▶ SELECTION
::::::::::
The choice is simple for 22,000 property owners in parts of Manteca, Lathrop, and Stockton that have received ballots in the mail from the San Joaquin Area Flood Control Agency.
They can:
*vote yes and have annual assessments that, depending upon where their home is located in the 200-year floodplains, could run between $10.52 and $83.44 a year based on an 1,800-square-foot home, to make a $472 million flood protection project possible.
*vote no to effectively spike the project and — if they have a federally guaranteed mortgage — face the likelihood they will be required to obtain FEMA flood insurance at an annual cost averaging around $1,700 annually on top of existing home insurance premiums.
The flood insurance will not cover all damages incurred during a flood. At the same time, FEMA payments are notoriously slow.
The deadline for returning ballots is June 20.
The assessments will allow SJAFCA to leverage 67.7 percent of the cost of the $472 million project from federal and state sources.
That leaves a local share of $110.3 million.
Given the cost of the overall project that includes raising levees, developing seepage berms, cutoff walls, erosion protection and the extension of the dryland levee to the south of Manteca, the project cannot move forward without federal and state help.
If the assessments are not approved, it will effectively stop all building — new development to even adding on a room or a garage — in the area in the floodplain unless what is built is elevated out of the flood zone which adds significantly to building costs.
The state mandate for 200-year flood protection after it was determined by FEMA that the area around the San Joaquin-Sacramento Delta had the highest risk in the United States for a repeat of the 2005 Hurricane Katrina disaster in New Orleans.
The area covered by the levee work was expanded to include parts of Manteca east of Airport Way after a new California Department of Water Resources modeled showed there likely will be at least a tripling of flows in the San Joaquin River due to changing weather patterns.
The three times plus increase in river flows by 2070 would mean an additional five feet of water flowing by levees at the French Camp Slough.
Flooding losses on an annualized basis — meaning the cost of catastrophes that occur spread over a number of years — is placed at $47 million and would more than likely include a loss of life.
The DWR modeling plus pending changes in how FEMA identifies flood zones, meant an additional zone — that includes areas east of Airport Way in Manteca including parts of Del Webb, areas around Chaswick Square and farther south — was created.
The assessments in that area will be lower than elsewhere, averaging $10.52 a year.
That’s because the flood threat is the lowest.
Various models show precipitation patterns are slowly changing over Northern and Central California as they have done in a repeated cyclical pattern over the course of thousands of years.
As a result, flooding frequency is expected to rise.
::::::::::
▶ AIM 1
In the flood assessment article, by what date must ballots be returned?
▶ AIM 2
In the flood assessment article, rewrite the passage from "The DWR modeling" up to and including "south — was created.", renaming "Airport Way" as "Airport Road".
▶ AIM 3
Carry the article on the flood-protection ballot forward from its final sentence.
You won't need the records for any of this.
::::::::::
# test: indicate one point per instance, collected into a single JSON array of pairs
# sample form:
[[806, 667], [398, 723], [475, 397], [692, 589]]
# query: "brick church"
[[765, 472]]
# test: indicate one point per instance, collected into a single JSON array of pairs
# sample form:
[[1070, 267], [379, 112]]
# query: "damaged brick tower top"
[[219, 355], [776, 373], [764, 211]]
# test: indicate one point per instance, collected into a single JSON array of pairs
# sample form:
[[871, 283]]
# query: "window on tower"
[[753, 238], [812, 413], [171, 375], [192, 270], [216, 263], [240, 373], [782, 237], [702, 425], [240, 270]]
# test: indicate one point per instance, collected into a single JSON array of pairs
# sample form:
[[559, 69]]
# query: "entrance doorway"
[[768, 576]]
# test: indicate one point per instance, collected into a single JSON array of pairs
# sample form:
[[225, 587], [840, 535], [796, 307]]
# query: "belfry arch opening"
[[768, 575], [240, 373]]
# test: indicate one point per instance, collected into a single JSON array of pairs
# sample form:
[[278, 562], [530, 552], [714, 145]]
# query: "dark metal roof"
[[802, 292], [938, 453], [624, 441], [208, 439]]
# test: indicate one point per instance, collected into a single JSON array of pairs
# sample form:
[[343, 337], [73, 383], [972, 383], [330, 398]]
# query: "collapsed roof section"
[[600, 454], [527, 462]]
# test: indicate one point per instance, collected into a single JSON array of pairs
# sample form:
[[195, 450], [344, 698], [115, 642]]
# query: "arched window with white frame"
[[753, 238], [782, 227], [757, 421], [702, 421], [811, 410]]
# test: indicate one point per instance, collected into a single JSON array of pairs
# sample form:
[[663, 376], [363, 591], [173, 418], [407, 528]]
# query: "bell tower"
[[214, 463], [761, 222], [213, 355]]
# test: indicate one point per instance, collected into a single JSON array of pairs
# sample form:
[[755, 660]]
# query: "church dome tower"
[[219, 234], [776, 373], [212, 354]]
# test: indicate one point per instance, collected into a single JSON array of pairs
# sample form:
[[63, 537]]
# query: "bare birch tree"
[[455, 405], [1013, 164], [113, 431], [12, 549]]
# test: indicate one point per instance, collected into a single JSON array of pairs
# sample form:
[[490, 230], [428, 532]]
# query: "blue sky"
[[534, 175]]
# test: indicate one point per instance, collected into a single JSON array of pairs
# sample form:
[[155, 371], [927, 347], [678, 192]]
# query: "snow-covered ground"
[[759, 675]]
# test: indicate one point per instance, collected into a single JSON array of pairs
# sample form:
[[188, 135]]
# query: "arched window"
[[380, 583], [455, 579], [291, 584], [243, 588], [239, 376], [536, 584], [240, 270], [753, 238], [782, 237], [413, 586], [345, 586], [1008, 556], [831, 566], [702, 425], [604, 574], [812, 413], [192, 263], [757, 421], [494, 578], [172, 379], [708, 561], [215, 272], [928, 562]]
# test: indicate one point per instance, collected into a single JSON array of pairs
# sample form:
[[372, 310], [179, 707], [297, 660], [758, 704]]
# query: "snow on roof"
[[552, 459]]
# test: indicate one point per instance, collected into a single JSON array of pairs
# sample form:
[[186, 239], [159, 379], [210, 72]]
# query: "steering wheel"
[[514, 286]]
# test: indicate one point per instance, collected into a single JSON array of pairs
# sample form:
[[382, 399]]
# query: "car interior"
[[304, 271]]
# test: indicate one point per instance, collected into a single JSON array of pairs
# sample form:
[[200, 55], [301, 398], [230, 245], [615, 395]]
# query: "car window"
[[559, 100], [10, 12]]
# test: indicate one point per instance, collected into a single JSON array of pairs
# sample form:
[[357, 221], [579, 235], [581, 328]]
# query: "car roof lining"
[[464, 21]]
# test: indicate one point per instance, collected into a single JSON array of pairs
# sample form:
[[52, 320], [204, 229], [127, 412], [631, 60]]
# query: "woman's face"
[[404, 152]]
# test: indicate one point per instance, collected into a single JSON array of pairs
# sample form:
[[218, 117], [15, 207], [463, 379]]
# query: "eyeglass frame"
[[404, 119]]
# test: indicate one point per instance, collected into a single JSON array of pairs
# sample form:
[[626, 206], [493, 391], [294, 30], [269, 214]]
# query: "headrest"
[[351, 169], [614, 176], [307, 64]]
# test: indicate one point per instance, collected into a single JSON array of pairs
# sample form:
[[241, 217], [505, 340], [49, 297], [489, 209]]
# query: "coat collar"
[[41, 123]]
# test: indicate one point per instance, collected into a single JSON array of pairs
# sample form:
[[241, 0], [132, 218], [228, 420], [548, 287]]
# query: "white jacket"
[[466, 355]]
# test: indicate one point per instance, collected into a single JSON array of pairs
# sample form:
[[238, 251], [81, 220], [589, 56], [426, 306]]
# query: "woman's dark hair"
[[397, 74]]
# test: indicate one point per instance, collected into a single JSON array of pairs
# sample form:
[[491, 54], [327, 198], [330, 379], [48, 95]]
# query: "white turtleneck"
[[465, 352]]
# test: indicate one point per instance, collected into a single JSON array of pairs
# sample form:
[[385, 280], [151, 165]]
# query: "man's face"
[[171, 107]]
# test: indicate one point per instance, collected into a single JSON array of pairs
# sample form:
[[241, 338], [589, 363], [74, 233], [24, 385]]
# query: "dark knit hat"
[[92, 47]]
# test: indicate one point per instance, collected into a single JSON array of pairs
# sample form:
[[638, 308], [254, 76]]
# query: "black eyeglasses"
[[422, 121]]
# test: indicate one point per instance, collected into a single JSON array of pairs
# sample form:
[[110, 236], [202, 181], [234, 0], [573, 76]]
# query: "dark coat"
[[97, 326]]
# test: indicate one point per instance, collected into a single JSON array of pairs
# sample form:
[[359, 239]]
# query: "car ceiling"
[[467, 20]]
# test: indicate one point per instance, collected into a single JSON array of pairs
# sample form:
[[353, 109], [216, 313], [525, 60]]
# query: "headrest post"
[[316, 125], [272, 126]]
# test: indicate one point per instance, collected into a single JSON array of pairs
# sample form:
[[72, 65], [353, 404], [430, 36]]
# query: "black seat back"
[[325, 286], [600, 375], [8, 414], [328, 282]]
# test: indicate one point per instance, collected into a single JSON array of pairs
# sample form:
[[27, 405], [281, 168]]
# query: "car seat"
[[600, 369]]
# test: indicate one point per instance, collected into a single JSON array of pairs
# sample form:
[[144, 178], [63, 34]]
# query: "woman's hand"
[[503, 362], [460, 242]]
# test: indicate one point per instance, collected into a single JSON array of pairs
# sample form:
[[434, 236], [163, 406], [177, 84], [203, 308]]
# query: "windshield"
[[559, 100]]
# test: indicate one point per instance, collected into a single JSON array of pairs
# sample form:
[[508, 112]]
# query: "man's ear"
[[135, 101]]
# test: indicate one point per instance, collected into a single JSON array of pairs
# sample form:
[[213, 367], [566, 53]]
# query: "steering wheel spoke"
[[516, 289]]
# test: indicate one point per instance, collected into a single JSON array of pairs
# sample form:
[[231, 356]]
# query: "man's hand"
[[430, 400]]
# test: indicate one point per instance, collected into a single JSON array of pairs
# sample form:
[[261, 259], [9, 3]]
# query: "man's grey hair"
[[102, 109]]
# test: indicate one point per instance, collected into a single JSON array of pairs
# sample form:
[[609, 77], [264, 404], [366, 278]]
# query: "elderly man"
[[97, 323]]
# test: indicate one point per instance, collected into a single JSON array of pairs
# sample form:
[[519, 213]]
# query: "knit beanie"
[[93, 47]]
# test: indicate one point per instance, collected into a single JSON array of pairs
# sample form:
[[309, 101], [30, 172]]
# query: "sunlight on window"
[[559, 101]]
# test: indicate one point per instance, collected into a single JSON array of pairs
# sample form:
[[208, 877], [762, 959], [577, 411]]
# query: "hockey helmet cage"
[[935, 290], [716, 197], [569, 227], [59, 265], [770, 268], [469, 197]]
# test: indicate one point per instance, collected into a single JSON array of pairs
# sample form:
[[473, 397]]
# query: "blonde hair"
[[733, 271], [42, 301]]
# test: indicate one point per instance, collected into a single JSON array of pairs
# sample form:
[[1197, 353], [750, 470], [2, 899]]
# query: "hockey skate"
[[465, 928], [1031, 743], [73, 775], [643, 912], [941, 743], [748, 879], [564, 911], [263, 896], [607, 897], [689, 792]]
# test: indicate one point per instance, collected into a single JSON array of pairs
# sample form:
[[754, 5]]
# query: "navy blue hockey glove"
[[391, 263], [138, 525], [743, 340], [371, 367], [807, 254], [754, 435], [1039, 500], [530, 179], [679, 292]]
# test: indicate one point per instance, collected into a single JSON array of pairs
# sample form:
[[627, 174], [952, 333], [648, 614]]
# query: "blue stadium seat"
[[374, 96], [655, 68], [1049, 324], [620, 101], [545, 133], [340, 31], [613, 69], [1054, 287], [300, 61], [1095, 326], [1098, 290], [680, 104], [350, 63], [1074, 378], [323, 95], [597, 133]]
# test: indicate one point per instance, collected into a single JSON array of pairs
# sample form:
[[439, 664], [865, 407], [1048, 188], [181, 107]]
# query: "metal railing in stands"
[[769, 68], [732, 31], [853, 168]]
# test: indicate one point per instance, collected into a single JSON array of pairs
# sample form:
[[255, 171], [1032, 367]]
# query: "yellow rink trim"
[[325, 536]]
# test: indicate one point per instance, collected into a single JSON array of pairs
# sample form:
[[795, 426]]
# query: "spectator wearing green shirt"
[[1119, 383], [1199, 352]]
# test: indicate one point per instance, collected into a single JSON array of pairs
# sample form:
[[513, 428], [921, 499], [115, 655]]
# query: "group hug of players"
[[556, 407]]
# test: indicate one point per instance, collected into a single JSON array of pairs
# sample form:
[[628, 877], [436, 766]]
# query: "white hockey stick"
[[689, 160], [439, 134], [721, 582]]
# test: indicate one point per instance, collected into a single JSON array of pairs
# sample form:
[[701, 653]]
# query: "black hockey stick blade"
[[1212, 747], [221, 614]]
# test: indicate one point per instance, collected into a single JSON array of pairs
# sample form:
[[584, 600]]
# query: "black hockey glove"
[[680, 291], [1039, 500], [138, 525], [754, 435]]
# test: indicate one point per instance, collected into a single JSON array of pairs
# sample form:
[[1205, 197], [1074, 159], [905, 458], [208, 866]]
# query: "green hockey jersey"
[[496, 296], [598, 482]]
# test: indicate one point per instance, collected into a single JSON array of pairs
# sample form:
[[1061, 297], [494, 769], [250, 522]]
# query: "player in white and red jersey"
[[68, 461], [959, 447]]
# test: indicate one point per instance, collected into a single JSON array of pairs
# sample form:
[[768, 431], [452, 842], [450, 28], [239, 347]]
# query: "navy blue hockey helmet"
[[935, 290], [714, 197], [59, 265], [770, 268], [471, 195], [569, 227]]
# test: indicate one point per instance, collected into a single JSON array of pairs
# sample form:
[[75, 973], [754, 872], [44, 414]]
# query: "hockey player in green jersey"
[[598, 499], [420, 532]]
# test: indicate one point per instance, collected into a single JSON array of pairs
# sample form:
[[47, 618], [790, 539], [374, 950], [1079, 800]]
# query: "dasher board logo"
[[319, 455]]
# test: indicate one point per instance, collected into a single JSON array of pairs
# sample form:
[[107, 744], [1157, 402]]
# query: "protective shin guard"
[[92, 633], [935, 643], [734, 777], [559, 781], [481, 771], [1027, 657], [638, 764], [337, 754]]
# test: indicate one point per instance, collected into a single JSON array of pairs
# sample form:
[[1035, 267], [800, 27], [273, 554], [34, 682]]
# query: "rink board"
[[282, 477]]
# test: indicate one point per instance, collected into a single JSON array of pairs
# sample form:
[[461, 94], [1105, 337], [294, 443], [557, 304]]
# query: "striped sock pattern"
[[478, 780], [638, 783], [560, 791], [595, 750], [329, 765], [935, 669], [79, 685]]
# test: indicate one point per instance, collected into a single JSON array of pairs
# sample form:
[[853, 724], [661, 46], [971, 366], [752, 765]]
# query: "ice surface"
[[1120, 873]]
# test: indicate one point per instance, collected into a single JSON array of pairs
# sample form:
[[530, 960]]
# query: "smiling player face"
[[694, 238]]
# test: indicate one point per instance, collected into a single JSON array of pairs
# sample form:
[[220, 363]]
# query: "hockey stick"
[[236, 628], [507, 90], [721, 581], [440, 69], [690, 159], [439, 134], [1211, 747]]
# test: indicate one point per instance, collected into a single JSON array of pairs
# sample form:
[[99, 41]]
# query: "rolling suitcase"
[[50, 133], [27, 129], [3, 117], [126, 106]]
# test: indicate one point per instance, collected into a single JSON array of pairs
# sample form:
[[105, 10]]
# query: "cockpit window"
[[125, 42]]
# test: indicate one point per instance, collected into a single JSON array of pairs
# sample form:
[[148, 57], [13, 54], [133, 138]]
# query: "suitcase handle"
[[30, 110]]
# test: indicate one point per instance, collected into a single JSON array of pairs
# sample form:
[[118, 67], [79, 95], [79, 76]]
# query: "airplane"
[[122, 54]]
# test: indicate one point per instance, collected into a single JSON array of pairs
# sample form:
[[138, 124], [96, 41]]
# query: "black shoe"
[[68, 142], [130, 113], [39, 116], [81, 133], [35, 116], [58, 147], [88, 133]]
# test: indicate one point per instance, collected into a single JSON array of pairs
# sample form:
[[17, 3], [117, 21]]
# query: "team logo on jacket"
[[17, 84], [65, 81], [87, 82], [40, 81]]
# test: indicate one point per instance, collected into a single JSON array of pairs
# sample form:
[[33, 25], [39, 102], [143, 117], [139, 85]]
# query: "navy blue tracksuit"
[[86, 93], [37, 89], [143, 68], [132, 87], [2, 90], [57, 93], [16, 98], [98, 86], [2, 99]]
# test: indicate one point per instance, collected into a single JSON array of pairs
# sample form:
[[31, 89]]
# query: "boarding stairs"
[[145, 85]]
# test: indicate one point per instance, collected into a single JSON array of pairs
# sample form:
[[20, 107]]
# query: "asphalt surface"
::::::::::
▶ ANSWER 1
June 20.

▶ ANSWER 2
The DWR modeling plus pending changes in how FEMA identifies flood zones, meant an additional zone — that includes areas east of Airport Road in Manteca including parts of Del Webb, areas around Chaswick Square and farther south — was created.

▶ ANSWER 3
Models point to less snow in the Sierra and more rain in the foothills and on the valley floor.
That means precipitation shifts could reduce the effectiveness of the flood control functions of major reservoirs. It may be due to more frequent warm rain melting snowpack throughout the winter, more perception falling below the basins feeding into reservoirs, or a combination of both.
As such, that increases the odds for flooding in Manteca — as well as Lathrop — given both cities are along the “last miles” where the 15,600 square miles of the San Joaquin River basin drains into the Delta.
Manteca — along with Lathrop, Stockton, and San Joaquin County — have been working to address the issue long before climate change entered the everyday vernacular.
It started with the California Legislature requiring more robust levees to protect against 200-year flood zones after levee failed in New Orleans during Hurricane Katrina.
Local concerns, though, preceding that as the paving over of land with impervious surfaces — streets, parking lots, rooftops, sidewalks and such upstream — had been increasing runoffs and the frequency of flooding measured by 100 year events.
In flood lingo, a 200-year event doesn’t mean a flood that will happen every 200 years.
Instead, it reflects the odds of such an event happening in any given year. That means there is a 1 in 200 chance of an event occurring in any given year requiring the levee work now being pursued.
Roughly 40 areas in California including Manteca-Lathrop-Stockton fall within peer reviewed science that designated 200-year flood plains. They must have — or be in the physical process of constructing — protection to guard against such an event by 2030.
If such areas fail to do so the state will ban all new construction including additions to existing structures whether it is a room, adding on to a commercial building, or putting in place an outbuilding such as a barn.
The San Joaquin Area Flood Control Agency — formed by the three cities and the county — is in the process of meeting the state mandate to start 200-year levee work by 2030.
Should a 200-year flood occur with multiple levee failures along the Stanislaus and San Joaquin rivers south of the Interstate 5 bridge before the merger with the 120 Bypass, engineers have indicated it would among other things:
*Flood 20,000 existing homes.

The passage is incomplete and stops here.